• [PROBLEM STATEMENT]
In full and exactly, please return the records, but keep out the pictures.

• [INFORMATION GIVEN]
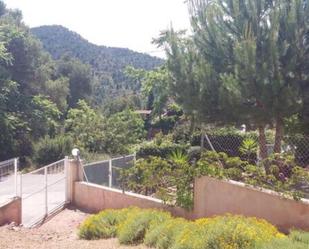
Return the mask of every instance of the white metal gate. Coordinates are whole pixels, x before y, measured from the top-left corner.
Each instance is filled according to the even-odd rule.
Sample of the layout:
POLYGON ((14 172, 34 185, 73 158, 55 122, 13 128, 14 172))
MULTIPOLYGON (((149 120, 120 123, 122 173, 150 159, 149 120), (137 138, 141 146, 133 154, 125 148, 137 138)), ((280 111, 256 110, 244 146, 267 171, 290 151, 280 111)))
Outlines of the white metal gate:
POLYGON ((67 202, 68 158, 20 176, 22 224, 32 227, 67 202))

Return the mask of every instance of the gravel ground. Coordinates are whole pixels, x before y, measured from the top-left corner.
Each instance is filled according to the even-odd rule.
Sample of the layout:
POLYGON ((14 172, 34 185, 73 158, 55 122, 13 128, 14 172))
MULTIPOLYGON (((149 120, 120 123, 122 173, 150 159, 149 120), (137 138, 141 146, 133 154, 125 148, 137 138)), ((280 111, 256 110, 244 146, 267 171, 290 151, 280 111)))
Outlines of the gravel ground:
POLYGON ((85 213, 66 209, 38 228, 0 227, 0 249, 147 249, 120 246, 117 239, 79 240, 77 229, 86 217, 85 213))

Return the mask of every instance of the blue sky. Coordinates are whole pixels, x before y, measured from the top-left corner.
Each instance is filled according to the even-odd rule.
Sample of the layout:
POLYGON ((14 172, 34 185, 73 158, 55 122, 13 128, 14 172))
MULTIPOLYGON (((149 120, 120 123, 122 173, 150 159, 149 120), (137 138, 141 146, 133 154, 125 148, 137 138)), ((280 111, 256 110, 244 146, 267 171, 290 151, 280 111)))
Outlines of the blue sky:
POLYGON ((127 47, 163 56, 151 44, 173 24, 189 29, 184 0, 4 0, 19 8, 30 27, 60 24, 98 45, 127 47))

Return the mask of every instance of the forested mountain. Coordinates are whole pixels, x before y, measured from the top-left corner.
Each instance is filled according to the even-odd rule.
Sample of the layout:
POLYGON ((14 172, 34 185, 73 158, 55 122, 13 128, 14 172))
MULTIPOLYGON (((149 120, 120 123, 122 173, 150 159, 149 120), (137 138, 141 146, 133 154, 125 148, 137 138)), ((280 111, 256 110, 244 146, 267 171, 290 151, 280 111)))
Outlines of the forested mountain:
MULTIPOLYGON (((42 42, 43 47, 55 60, 63 55, 76 57, 83 63, 90 64, 98 78, 97 89, 99 98, 111 96, 112 92, 119 95, 121 90, 139 90, 124 75, 126 66, 153 69, 163 60, 147 54, 137 53, 126 48, 98 46, 88 42, 79 34, 59 25, 32 28, 31 32, 42 42)), ((112 94, 113 95, 113 94, 112 94)))
POLYGON ((127 153, 144 137, 144 121, 132 111, 141 108, 141 83, 124 69, 162 62, 61 26, 31 32, 22 12, 0 0, 0 161, 46 165, 73 147, 89 158, 127 153))

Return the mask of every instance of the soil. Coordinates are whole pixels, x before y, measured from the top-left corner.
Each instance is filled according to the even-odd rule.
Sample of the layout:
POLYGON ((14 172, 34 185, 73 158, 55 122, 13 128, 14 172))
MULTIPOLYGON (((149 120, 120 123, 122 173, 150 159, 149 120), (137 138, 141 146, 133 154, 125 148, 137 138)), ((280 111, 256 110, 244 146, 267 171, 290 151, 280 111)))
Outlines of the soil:
POLYGON ((0 249, 147 249, 142 245, 122 246, 117 239, 80 240, 78 227, 87 216, 66 209, 37 228, 0 227, 0 249))

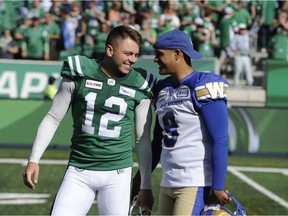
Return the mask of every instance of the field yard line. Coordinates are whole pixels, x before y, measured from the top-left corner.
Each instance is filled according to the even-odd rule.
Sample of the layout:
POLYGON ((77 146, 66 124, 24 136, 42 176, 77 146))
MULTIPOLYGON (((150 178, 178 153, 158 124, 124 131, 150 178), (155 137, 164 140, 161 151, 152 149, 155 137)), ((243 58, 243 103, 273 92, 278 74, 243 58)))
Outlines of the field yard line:
MULTIPOLYGON (((27 159, 14 159, 14 158, 0 158, 0 163, 8 163, 8 164, 21 164, 23 166, 27 165, 27 159)), ((50 160, 43 159, 39 161, 39 164, 53 164, 53 165, 67 165, 67 160, 50 160)))
POLYGON ((286 202, 285 200, 283 200, 281 197, 277 196, 276 194, 272 193, 271 191, 269 191, 265 187, 261 186, 257 182, 253 181, 252 179, 250 179, 249 177, 247 177, 243 173, 239 172, 237 169, 235 169, 233 167, 228 167, 228 171, 231 172, 233 175, 237 176, 238 178, 240 178, 242 181, 249 184, 254 189, 258 190, 260 193, 263 193, 268 198, 274 200, 275 202, 279 203, 280 205, 282 205, 283 207, 288 209, 288 202, 286 202))
POLYGON ((0 205, 35 205, 47 202, 50 194, 0 193, 0 205))
MULTIPOLYGON (((16 158, 0 158, 0 163, 7 164, 21 164, 23 166, 27 165, 27 159, 16 159, 16 158)), ((41 159, 39 164, 53 164, 53 165, 66 165, 68 160, 52 160, 52 159, 41 159)), ((138 167, 138 163, 134 162, 133 167, 138 167)), ((157 168, 161 168, 161 164, 157 165, 157 168)), ((248 167, 248 166, 228 166, 228 168, 237 171, 246 172, 271 172, 271 173, 282 173, 288 175, 287 168, 271 168, 271 167, 248 167)))
POLYGON ((14 200, 0 200, 0 205, 28 205, 28 204, 44 204, 45 199, 14 199, 14 200))
POLYGON ((31 193, 0 193, 1 199, 14 199, 14 198, 23 198, 23 199, 38 199, 38 198, 47 198, 50 197, 50 194, 31 194, 31 193))
POLYGON ((288 169, 286 168, 272 168, 272 167, 243 167, 243 166, 229 166, 237 171, 245 172, 267 172, 267 173, 282 173, 288 175, 288 169))

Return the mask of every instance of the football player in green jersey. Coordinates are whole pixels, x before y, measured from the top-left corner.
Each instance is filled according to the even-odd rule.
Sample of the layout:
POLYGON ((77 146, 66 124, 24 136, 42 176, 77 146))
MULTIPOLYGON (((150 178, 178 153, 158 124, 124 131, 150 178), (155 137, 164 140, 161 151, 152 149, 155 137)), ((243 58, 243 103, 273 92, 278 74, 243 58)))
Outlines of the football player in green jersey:
POLYGON ((71 106, 71 153, 52 215, 86 215, 95 195, 100 215, 128 214, 134 123, 142 179, 137 204, 151 211, 150 100, 156 79, 133 68, 140 44, 137 31, 118 26, 110 31, 100 62, 79 55, 64 61, 60 88, 39 125, 23 174, 24 183, 35 189, 38 162, 71 106))

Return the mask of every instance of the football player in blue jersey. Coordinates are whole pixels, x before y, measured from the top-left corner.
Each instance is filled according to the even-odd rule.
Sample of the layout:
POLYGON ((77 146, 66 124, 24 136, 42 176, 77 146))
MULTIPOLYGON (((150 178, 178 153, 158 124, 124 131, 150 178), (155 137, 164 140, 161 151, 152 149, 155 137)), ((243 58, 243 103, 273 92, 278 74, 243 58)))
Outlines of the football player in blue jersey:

• [ANSWER TO THIS EXERCISE]
Return the mask of every instance of the white metal gate. Coordinates are whole pixels, x before y, measured from the top-left corner.
Each instance is filled according to the even-odd rule.
Sample of the layout:
POLYGON ((14 172, 34 185, 73 158, 55 122, 13 128, 14 172))
MULTIPOLYGON (((149 120, 120 123, 122 173, 150 159, 149 120), (137 138, 141 146, 133 154, 125 148, 137 138)), ((280 111, 256 110, 244 146, 267 171, 290 151, 280 111)))
Outlines of the white metal gate:
POLYGON ((67 202, 68 158, 20 176, 22 224, 32 227, 67 202))

Return the mask of every instance of the gravel ground. Coordinates are whole pixels, x before y, measured from the top-left corner.
Each instance is filled according to the even-odd rule.
Sample of the layout:
POLYGON ((14 172, 34 185, 73 158, 55 122, 13 128, 14 172))
MULTIPOLYGON (((149 120, 120 123, 122 173, 150 159, 149 120), (137 138, 141 146, 133 154, 125 148, 137 138)), ((280 111, 256 110, 244 146, 267 171, 290 151, 280 111)))
Outlines of the gravel ground:
POLYGON ((85 213, 66 209, 38 228, 0 227, 0 249, 147 249, 120 246, 117 239, 79 240, 77 229, 86 217, 85 213))

Return the mask of every instance of the blue sky. Coordinates are whole pixels, x before y, measured from the top-left corner.
Each instance is filled according to the even-odd rule.
Sample of the layout:
POLYGON ((14 172, 34 185, 73 158, 55 122, 13 128, 14 172))
MULTIPOLYGON (((149 120, 120 123, 122 173, 150 159, 149 120), (137 138, 141 146, 133 154, 125 148, 137 138)), ((280 111, 256 110, 244 146, 267 171, 290 151, 280 111)))
Outlines of the blue sky:
POLYGON ((127 47, 163 56, 151 44, 173 24, 189 29, 184 0, 4 0, 19 8, 30 27, 60 24, 98 45, 127 47))

Return the mask of every instance of the forested mountain. Coordinates are whole pixels, x before y, measured from the top-left corner.
Each instance is filled according to the even-odd rule.
Sample of the layout:
POLYGON ((14 172, 34 185, 73 158, 55 122, 13 128, 14 172))
MULTIPOLYGON (((149 120, 120 123, 122 173, 150 159, 149 120), (137 138, 141 146, 133 154, 125 148, 137 138)), ((280 111, 256 110, 244 146, 267 171, 290 151, 280 111)))
Outlines of the forested mountain:
MULTIPOLYGON (((42 42, 43 47, 55 60, 63 55, 76 57, 83 63, 90 64, 98 78, 97 89, 99 98, 111 96, 112 92, 119 95, 121 90, 139 90, 124 75, 126 66, 153 69, 163 60, 147 54, 137 53, 126 48, 98 46, 88 42, 79 34, 59 25, 32 28, 31 32, 42 42)), ((112 94, 113 95, 113 94, 112 94)))
POLYGON ((127 153, 144 137, 144 121, 132 111, 141 108, 141 83, 124 69, 162 62, 61 26, 31 32, 22 12, 0 0, 0 161, 46 165, 73 147, 89 158, 127 153))

Return the mask of every instance of the soil. Coordinates are whole pixels, x before y, measured from the top-left corner.
Each instance is filled according to the even-odd rule.
Sample of the layout:
POLYGON ((14 172, 34 185, 73 158, 55 122, 13 128, 14 172))
MULTIPOLYGON (((149 120, 120 123, 122 173, 150 159, 149 120), (137 138, 141 146, 133 154, 125 148, 137 138)), ((280 111, 256 110, 244 146, 267 171, 290 151, 280 111)))
Outlines of the soil:
POLYGON ((0 249, 147 249, 142 245, 122 246, 117 239, 80 240, 78 227, 87 216, 66 209, 37 228, 0 227, 0 249))

Return the mask of every instance of the field yard line. Coordinates are whole pixels, x before y, measured from the top-left corner.
Each instance is filled according to the even-odd rule.
Sample of the layout:
POLYGON ((77 146, 66 124, 24 136, 42 176, 77 146))
MULTIPOLYGON (((150 178, 178 153, 158 124, 124 131, 150 178), (155 137, 164 140, 161 151, 152 149, 155 137)), ((243 58, 243 103, 273 92, 278 74, 243 58)))
Outlines of the field yard line:
MULTIPOLYGON (((27 159, 14 159, 14 158, 0 158, 0 163, 8 163, 8 164, 21 164, 23 166, 27 165, 27 159)), ((50 160, 43 159, 39 161, 39 164, 53 164, 53 165, 67 165, 67 160, 50 160)))
POLYGON ((286 202, 285 200, 283 200, 281 197, 277 196, 276 194, 272 193, 271 191, 269 191, 265 187, 261 186, 257 182, 253 181, 252 179, 250 179, 249 177, 247 177, 243 173, 239 172, 237 169, 235 169, 233 167, 228 167, 228 171, 231 172, 233 175, 237 176, 238 178, 240 178, 242 181, 249 184, 254 189, 258 190, 260 193, 263 193, 268 198, 274 200, 275 202, 279 203, 280 205, 282 205, 283 207, 288 209, 288 202, 286 202))
POLYGON ((0 205, 35 205, 47 202, 50 194, 0 193, 0 205))
MULTIPOLYGON (((16 158, 0 158, 0 163, 7 164, 21 164, 23 166, 27 165, 27 159, 16 159, 16 158)), ((41 159, 39 164, 53 164, 53 165, 66 165, 68 160, 52 160, 52 159, 41 159)), ((138 167, 138 163, 134 162, 133 167, 138 167)), ((157 168, 161 168, 161 164, 157 165, 157 168)), ((248 167, 248 166, 228 166, 228 168, 237 171, 246 172, 271 172, 271 173, 282 173, 288 175, 287 168, 271 168, 271 167, 248 167)))
POLYGON ((14 200, 0 200, 0 205, 28 205, 28 204, 44 204, 45 199, 14 199, 14 200))
POLYGON ((31 193, 0 193, 1 199, 14 199, 14 198, 23 198, 23 199, 38 199, 38 198, 47 198, 50 197, 50 194, 31 194, 31 193))
POLYGON ((288 169, 286 168, 272 168, 272 167, 243 167, 243 166, 229 166, 237 171, 245 172, 267 172, 267 173, 282 173, 288 175, 288 169))

Return the mask of every instance of the football player in green jersey. Coordinates are whole pixels, x before y, measured from the top-left corner.
Each instance is filled according to the even-odd rule.
Sample of the layout:
POLYGON ((77 146, 66 124, 24 136, 42 176, 77 146))
MULTIPOLYGON (((150 178, 178 153, 158 124, 124 131, 150 178), (155 137, 164 140, 161 151, 152 149, 155 137)), ((243 58, 243 103, 273 92, 278 74, 243 58)))
Outlines of the football player in green jersey:
POLYGON ((71 106, 71 153, 52 215, 86 215, 95 195, 100 215, 128 214, 134 123, 142 179, 137 204, 151 211, 150 100, 156 79, 133 68, 140 44, 137 31, 118 26, 110 31, 100 62, 79 55, 64 61, 60 88, 39 125, 23 174, 24 183, 35 189, 38 162, 71 106))

Return the mask of every instance of the football player in blue jersey. Coordinates are whole pixels, x before y, measured from the top-left corner.
Each instance is filled according to the even-odd rule.
Sample of the layout:
POLYGON ((77 146, 66 124, 24 136, 42 176, 77 146))
MULTIPOLYGON (((150 178, 178 153, 158 124, 124 131, 150 178), (155 137, 164 140, 161 151, 152 149, 155 137)), ((243 58, 243 103, 273 92, 278 74, 243 58)))
Outlines of the football player in blue jersey:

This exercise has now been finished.